**What is required:**
From the data, return each line holding the word "Provide".

**Data:**
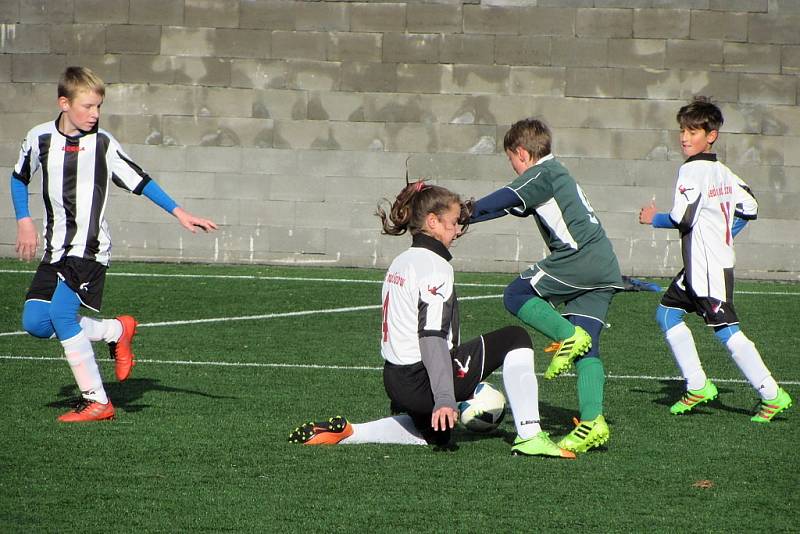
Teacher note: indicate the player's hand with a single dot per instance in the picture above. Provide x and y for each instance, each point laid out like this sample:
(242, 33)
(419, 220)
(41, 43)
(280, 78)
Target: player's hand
---
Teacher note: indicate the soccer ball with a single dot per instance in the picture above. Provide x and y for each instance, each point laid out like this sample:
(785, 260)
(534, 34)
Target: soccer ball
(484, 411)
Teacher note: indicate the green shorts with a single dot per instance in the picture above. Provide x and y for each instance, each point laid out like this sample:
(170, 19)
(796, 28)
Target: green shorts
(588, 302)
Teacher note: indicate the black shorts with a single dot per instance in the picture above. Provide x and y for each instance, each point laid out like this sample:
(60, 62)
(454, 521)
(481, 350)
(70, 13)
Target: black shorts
==
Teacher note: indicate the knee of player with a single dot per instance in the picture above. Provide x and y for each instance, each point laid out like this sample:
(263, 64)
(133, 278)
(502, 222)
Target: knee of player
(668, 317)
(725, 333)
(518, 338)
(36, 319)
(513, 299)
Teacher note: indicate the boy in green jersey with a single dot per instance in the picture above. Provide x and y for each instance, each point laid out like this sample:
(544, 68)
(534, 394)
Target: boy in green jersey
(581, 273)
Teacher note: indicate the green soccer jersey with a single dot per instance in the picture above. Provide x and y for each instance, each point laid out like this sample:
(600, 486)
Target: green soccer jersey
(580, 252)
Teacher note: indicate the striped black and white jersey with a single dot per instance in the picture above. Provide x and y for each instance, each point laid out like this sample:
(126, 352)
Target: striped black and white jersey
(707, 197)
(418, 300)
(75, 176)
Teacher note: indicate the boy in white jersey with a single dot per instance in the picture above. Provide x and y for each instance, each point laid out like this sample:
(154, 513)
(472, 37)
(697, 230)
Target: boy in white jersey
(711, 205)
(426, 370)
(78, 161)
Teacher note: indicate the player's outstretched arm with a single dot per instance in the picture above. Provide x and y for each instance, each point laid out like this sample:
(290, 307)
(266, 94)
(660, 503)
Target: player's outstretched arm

**Solved problem:**
Teacher note: indicate the player's hand with a single dot per instance in the picture above. Provide x and y for each instance, each point laid out like this sample:
Teacher note: indicate the soccer ball with a single dot per instance in the picture above. Provide x and y for each instance, each point laid out like this sample:
Teacher note: indicate the green shorts with a single dot per instance in the picture above. Provide x and y for each instance, each point laid out like this sample:
Teacher note: indicate the black shorts with a single dot per instance in the picture above. Provide x and y for each instance, each point laid out like this sample:
Teacher note: indicate the knee of player with a single dot per instance in the picture above. Provide x and y for each instance, each point laid out like this sample:
Teacher note: indicate the boy in green jersey with a single dot per instance in the picture above. Provide x and y for each instance, each point laid out like this sample:
Teacher note: indicate the green soccer jersey with a single dot per instance in the picture above. Provide x and y for each instance, each point laid out like this sample:
Teacher note: indicate the striped black and white jersey with a single dot per instance in the picture above. Provide x and y for each instance, each point laid out like this sample:
Teacher note: indicate the boy in white jersey with a single dot per instance in the picture above. Provide x and y for each instance, each point laid out like this sample:
Teacher note: indicate the player's outstretched arm with a single dot per instance in the picture above. Provide x and y for each instance, each point laid out like this sample:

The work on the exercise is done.